- _SHORT EXERCISE_
Pick out each line in the material below that contains the word "stone", and copy those lines in the order they appear.

- _RAW DATA_

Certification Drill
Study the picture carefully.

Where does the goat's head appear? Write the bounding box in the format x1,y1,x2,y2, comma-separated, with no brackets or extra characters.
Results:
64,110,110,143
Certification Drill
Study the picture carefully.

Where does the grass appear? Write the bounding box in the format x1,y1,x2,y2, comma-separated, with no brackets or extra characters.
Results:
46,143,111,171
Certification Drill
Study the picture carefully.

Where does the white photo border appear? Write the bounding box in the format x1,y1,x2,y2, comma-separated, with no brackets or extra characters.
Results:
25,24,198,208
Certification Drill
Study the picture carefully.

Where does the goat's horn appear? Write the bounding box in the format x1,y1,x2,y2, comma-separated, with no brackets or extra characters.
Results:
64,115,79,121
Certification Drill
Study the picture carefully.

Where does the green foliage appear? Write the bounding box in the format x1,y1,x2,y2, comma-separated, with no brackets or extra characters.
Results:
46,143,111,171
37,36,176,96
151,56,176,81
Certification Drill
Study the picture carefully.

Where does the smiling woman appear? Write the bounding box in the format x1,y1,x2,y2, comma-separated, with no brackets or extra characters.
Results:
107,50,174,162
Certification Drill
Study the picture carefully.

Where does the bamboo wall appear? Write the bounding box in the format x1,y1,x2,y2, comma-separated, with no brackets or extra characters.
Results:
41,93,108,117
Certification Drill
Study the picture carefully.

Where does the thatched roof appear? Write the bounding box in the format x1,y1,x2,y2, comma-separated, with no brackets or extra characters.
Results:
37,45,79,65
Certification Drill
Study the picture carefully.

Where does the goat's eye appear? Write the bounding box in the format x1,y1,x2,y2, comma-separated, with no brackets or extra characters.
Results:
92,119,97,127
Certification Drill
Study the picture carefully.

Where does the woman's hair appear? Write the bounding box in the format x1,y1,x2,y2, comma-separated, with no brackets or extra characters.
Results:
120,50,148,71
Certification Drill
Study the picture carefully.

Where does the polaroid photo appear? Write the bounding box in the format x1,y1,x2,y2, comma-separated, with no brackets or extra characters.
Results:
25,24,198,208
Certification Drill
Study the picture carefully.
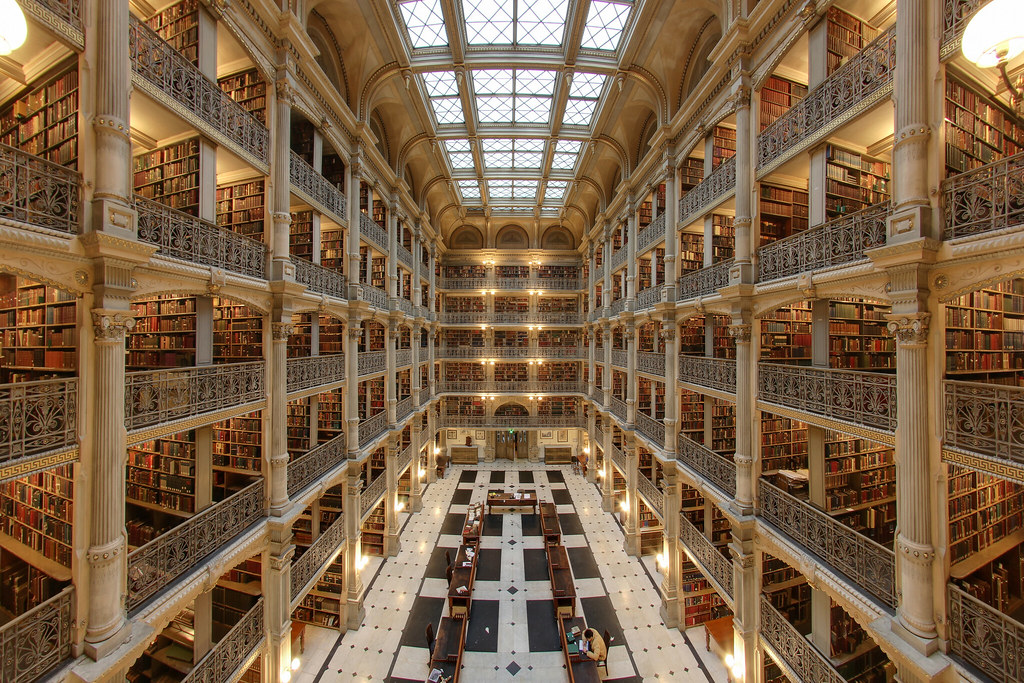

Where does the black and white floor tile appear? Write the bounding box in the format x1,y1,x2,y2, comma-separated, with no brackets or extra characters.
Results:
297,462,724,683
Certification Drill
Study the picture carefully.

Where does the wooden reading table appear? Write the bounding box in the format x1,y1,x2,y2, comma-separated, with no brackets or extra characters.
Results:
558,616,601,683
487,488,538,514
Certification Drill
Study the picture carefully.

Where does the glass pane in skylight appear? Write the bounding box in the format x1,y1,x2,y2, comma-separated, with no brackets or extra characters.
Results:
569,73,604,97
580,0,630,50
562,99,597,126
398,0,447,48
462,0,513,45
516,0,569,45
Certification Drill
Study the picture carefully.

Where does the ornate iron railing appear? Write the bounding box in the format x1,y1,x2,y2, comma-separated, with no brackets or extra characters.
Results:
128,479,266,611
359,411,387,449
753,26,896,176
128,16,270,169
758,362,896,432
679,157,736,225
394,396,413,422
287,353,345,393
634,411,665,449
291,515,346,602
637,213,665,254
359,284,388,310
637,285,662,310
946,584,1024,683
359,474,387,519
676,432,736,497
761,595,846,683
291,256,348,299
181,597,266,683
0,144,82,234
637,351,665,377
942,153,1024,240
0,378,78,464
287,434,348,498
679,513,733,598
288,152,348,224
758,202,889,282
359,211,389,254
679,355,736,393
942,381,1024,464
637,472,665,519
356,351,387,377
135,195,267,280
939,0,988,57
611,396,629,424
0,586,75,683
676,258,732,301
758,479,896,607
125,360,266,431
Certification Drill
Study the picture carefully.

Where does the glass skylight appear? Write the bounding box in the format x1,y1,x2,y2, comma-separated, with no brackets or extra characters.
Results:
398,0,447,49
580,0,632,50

* * *

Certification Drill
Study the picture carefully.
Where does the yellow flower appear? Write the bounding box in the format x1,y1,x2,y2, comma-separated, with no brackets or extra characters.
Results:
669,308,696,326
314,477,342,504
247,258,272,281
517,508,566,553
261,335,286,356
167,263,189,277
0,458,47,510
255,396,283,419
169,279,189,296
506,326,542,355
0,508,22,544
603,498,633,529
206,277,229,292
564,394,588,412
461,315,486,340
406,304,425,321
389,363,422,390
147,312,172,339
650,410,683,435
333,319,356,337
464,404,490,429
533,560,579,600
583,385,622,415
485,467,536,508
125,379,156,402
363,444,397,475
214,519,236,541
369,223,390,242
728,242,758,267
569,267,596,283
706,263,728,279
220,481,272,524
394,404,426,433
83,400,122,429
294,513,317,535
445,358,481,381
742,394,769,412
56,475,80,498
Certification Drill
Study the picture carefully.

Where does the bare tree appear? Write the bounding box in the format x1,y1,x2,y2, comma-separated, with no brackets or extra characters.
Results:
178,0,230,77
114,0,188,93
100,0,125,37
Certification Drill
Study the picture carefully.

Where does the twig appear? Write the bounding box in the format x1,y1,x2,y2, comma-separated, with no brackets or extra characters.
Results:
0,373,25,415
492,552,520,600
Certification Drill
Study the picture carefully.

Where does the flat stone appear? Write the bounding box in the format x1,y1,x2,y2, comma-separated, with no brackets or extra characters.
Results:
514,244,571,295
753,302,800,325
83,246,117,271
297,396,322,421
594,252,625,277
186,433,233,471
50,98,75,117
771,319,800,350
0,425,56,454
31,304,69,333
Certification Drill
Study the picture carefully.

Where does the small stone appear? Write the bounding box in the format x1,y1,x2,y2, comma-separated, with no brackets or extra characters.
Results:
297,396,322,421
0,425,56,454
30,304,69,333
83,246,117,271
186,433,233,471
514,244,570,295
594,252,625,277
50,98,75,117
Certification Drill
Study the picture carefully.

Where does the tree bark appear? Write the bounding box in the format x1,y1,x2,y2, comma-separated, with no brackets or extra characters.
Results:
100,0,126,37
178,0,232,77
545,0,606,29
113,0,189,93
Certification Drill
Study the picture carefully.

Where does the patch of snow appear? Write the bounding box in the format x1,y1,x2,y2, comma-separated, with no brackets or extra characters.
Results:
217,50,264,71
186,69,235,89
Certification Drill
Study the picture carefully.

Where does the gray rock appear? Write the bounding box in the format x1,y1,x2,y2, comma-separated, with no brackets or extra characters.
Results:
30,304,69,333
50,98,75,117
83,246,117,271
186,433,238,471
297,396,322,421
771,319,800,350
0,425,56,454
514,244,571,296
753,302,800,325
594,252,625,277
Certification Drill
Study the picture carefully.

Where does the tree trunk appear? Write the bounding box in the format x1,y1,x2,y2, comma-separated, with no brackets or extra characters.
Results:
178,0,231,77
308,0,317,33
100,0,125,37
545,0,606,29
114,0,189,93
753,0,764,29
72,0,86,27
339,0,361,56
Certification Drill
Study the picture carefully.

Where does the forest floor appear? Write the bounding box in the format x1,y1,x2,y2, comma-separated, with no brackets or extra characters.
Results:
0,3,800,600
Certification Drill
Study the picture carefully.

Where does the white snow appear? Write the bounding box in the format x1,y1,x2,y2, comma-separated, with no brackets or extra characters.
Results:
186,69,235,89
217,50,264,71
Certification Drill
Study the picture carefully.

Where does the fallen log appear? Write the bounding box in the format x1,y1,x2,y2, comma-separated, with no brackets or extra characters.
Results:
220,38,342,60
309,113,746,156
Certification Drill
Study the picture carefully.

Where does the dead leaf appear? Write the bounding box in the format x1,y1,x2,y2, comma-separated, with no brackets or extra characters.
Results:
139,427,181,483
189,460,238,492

- _SOLUTION TO THE PROBLEM_
Where does the flat stone appear? Write the bounding box in the format x1,y1,x2,y2, comma-separated, with no brackets or extra characters.
Where does the small stone appear? Write the bounding box in the format x1,y1,x2,y2, comma-separated, with no brackets or extra characters.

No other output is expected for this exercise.